> YOUR TASKS
**A.** In the sentencing report, what supervised release did Terrance Lamont Hines receive after his life imprisonment?
**B.** For each statement, say whether the sentencing report agrees (yes or no), and quote the words from the report that decide it.
(i) Hines was 42 years old when sentenced.
(ii) The trial ended on April 29, 2024.
(iii) The jury found Hines guilty of being a felon in possession of firearms.
**C.** Reproduce the sentencing report word for word from "A Kingsport man" to "of supervised release.".

─── PASSAGE FOR REVIEW ───

Kingsport Man Receives Life Sentence for Fentanyl Distribution

A Kingsport man was sentenced to life for distributing fentanyl, leading to a death.

In Greeneville, Tennessee, Terrance Lamont Hines, a 42-year-old man from Kingsport, was handed a life sentence on April 29, 2024, by United States District Judge J. Ronnie Greer. The sentencing took place in the United States District Court for the Eastern District of Tennessee. Judge Greer found Hines to be an armed career criminal and a career offender under federal laws, leading to his life imprisonment followed by five years of supervised release.

The conviction came after a five-day trial that concluded on June 26, 2023, where a federal jury found Hines guilty of several charges. These included conspiring to distribute 400 grams or more of fentanyl resulting in death, multiple counts of distributing fentanyl, possessing with intent to distribute over 40 grams of fentanyl, possessing a firearm in furtherance of drug trafficking, and being a felon in possession of firearms.

─── GIVEN RECORDS ───

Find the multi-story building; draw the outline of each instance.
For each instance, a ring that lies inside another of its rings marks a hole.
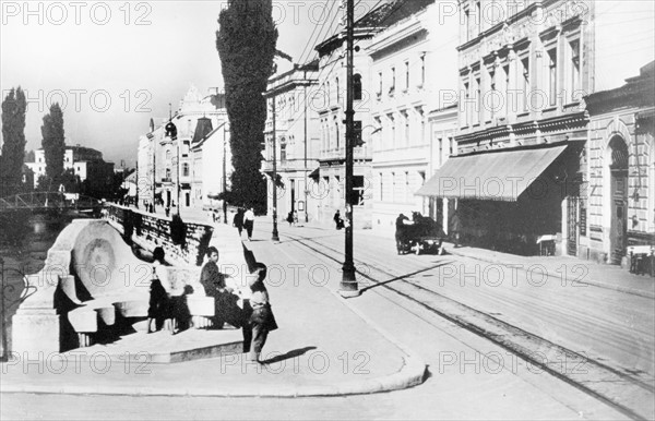
[[[46,153],[43,148],[34,152],[34,163],[25,163],[34,171],[34,188],[38,178],[46,175]],[[91,191],[99,191],[111,185],[114,178],[114,163],[105,163],[103,153],[91,147],[67,146],[63,153],[63,169],[72,169],[86,183]]]
[[[199,194],[198,180],[194,182],[193,146],[225,124],[224,103],[222,94],[202,96],[192,86],[170,119],[162,119],[159,124],[151,120],[150,132],[139,140],[141,202],[163,203],[169,208],[203,207],[207,197]]]
[[[580,254],[622,263],[630,245],[655,245],[655,61],[621,87],[585,98],[590,113],[588,243]]]
[[[353,197],[355,227],[372,226],[372,167],[373,146],[370,136],[376,131],[371,119],[373,83],[370,68],[372,59],[367,52],[372,37],[407,17],[404,5],[408,0],[391,0],[374,8],[357,20],[354,25],[355,51],[353,69],[353,99],[356,139],[353,151]],[[417,2],[424,2],[417,0]],[[315,47],[319,52],[319,92],[312,104],[320,121],[320,168],[312,173],[321,192],[317,209],[319,219],[332,222],[336,211],[345,215],[345,110],[346,110],[346,32],[335,34]],[[369,139],[367,139],[367,136]]]
[[[618,62],[653,57],[652,20],[643,17],[652,9],[652,2],[460,1],[458,156],[421,193],[457,200],[468,241],[534,253],[549,236],[557,253],[587,254],[587,163],[596,157],[583,97],[630,74]]]
[[[448,158],[456,129],[456,109],[440,99],[457,87],[458,22],[440,15],[439,5],[434,0],[400,3],[366,48],[372,119],[362,136],[372,146],[367,187],[372,191],[373,228],[393,229],[400,213],[443,216],[442,201],[430,205],[414,194]]]
[[[261,170],[267,176],[267,192],[272,192],[273,142],[276,142],[277,215],[281,219],[289,212],[297,212],[301,221],[318,218],[320,190],[310,177],[319,166],[319,121],[311,110],[318,73],[319,63],[314,60],[295,64],[294,69],[269,80],[265,159]],[[272,193],[269,194],[269,214],[273,212],[272,197]]]
[[[211,120],[199,125],[191,144],[192,205],[202,209],[221,209],[221,193],[231,188],[233,173],[230,132],[227,120],[213,129]],[[207,130],[210,130],[207,132]]]

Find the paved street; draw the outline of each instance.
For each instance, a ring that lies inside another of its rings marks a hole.
[[[355,339],[340,335],[344,314],[322,310],[333,299],[323,291],[338,288],[343,232],[286,224],[279,231],[281,242],[273,244],[271,224],[260,218],[254,241],[246,243],[270,267],[272,302],[282,322],[264,350],[284,352],[312,342],[293,327],[325,317],[336,328],[317,332],[314,339],[332,338],[330,354],[340,356],[340,347],[348,351],[349,370],[385,364],[373,342],[370,349],[346,348],[345,341]],[[476,258],[397,255],[391,238],[370,231],[357,231],[355,238],[362,294],[347,304],[428,364],[422,385],[296,399],[5,394],[2,419],[71,419],[70,405],[79,408],[80,419],[98,418],[119,402],[121,409],[111,412],[116,419],[190,413],[195,419],[302,419],[308,413],[317,419],[652,418],[653,299],[643,297],[647,289],[633,288],[643,292],[635,294],[587,284],[562,286],[561,279],[528,278],[521,270],[515,279],[503,272],[501,282],[491,277],[490,263]],[[458,272],[446,269],[451,266]],[[356,351],[365,358],[355,359]],[[191,378],[202,378],[202,364],[187,366]],[[324,381],[330,378],[334,373]]]

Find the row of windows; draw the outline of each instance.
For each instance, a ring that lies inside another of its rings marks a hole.
[[[426,119],[421,112],[403,110],[397,113],[376,117],[376,127],[380,128],[377,147],[404,147],[422,145],[426,140]]]
[[[422,185],[426,181],[426,172],[418,171],[418,181]],[[413,203],[414,192],[418,188],[413,185],[409,171],[392,171],[391,173],[378,173],[378,197],[380,202]]]
[[[334,89],[334,95],[331,89]],[[314,97],[319,94],[320,94],[320,91],[319,91],[319,93],[314,93]],[[342,85],[340,83],[338,77],[335,77],[332,83],[330,83],[330,81],[326,81],[325,82],[325,91],[323,94],[324,94],[323,96],[324,96],[325,105],[327,105],[327,106],[332,105],[333,99],[336,99],[336,105],[341,105],[342,99],[346,99],[345,84]],[[359,73],[355,73],[353,75],[353,100],[361,100],[361,75]],[[313,103],[318,104],[318,100],[315,100],[315,98],[314,98]]]
[[[418,74],[415,75],[417,77],[416,85],[418,87],[422,86],[426,82],[426,56],[421,55],[418,61]],[[398,74],[396,74],[398,73]],[[396,87],[403,89],[403,92],[407,92],[412,87],[412,67],[409,64],[409,60],[403,62],[402,70],[396,72],[396,67],[393,65],[390,68],[389,72],[385,74],[384,72],[378,72],[378,99],[382,98],[383,94],[386,94],[389,97],[393,97],[395,95]],[[398,80],[400,76],[400,80]],[[385,83],[386,82],[386,83]],[[386,85],[389,86],[386,88]],[[386,92],[385,92],[386,88]]]
[[[356,145],[362,140],[361,139],[361,121],[356,120],[354,123],[354,136]],[[345,147],[345,125],[343,125],[336,116],[333,121],[330,122],[327,119],[321,121],[321,151],[333,151]],[[342,137],[342,131],[343,137]]]
[[[544,41],[533,56],[526,46],[463,75],[461,125],[577,103],[583,95],[580,34],[561,39]]]
[[[170,179],[171,178],[171,169],[170,168],[166,168],[166,178]],[[182,164],[182,177],[189,177],[189,164],[184,163]]]
[[[463,9],[463,37],[465,43],[476,38],[484,31],[509,20],[524,10],[534,0],[474,0]]]

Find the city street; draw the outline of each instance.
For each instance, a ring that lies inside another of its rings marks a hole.
[[[336,290],[341,280],[342,231],[285,224],[281,242],[273,244],[271,228],[258,219],[246,245],[269,265],[278,318],[293,313],[295,303],[300,306],[299,300],[312,302],[321,314],[317,293]],[[515,279],[508,272],[501,282],[491,277],[491,264],[479,260],[397,255],[392,238],[370,231],[358,230],[355,239],[362,294],[347,303],[428,364],[422,385],[296,399],[5,394],[2,418],[73,419],[71,405],[80,419],[99,413],[176,419],[191,410],[196,419],[652,418],[651,298],[587,284],[562,287],[561,279],[536,275],[531,285],[525,270],[515,272]],[[451,266],[458,273],[446,269]],[[311,317],[307,314],[306,323]],[[320,334],[338,344],[338,329]],[[290,340],[293,332],[283,325],[265,351],[287,349]],[[379,360],[374,349],[362,351]],[[69,409],[58,405],[63,399]]]

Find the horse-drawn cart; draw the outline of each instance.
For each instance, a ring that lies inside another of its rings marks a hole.
[[[436,221],[415,213],[412,221],[407,217],[396,220],[396,250],[398,254],[443,254],[445,233]]]

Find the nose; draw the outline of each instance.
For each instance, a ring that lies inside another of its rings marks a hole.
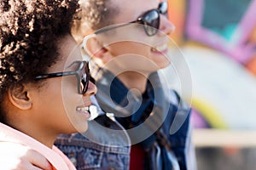
[[[90,81],[89,82],[88,89],[87,92],[84,94],[86,95],[95,95],[97,93],[97,88],[94,83],[92,83]]]
[[[162,33],[170,35],[175,30],[175,26],[166,18],[166,16],[160,14],[160,31]]]

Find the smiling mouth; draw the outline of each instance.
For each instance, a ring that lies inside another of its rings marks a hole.
[[[155,48],[152,48],[151,51],[154,53],[166,53],[167,48],[168,48],[167,44],[165,43],[163,45],[160,45],[160,46],[158,46]]]
[[[77,110],[78,112],[89,113],[89,114],[90,114],[90,106],[85,106],[85,107],[77,107],[76,110]]]

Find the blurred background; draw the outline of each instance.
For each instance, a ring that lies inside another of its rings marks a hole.
[[[167,1],[192,77],[198,169],[256,169],[256,0]]]

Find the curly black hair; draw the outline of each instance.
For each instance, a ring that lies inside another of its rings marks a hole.
[[[80,11],[79,20],[74,20],[73,34],[79,35],[81,29],[96,31],[113,24],[113,16],[119,14],[119,8],[111,3],[112,0],[79,0]]]
[[[1,0],[1,104],[13,83],[33,81],[58,60],[58,40],[70,34],[78,8],[78,0]]]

───

> ANSWERS FOR EACH ITEM
**A.** Five years of supervised release.

**B.**
(i) Yes: "Terrance Lamont Hines, a 42-year-old man from Kingsport"
(ii) No: "a five-day trial that concluded on June 26, 2023"
(iii) Yes: "and being a felon in possession of firearms"

**C.**
A Kingsport man was sentenced to life for distributing fentanyl, leading to a death.

In Greeneville, Tennessee, Terrance Lamont Hines, a 42-year-old man from Kingsport, was handed a life sentence on April 29, 2024, by United States District Judge J. Ronnie Greer. The sentencing took place in the United States District Court for the Eastern District of Tennessee. Judge Greer found Hines to be an armed career criminal and a career offender under federal laws, leading to his life imprisonment followed by five years of supervised release.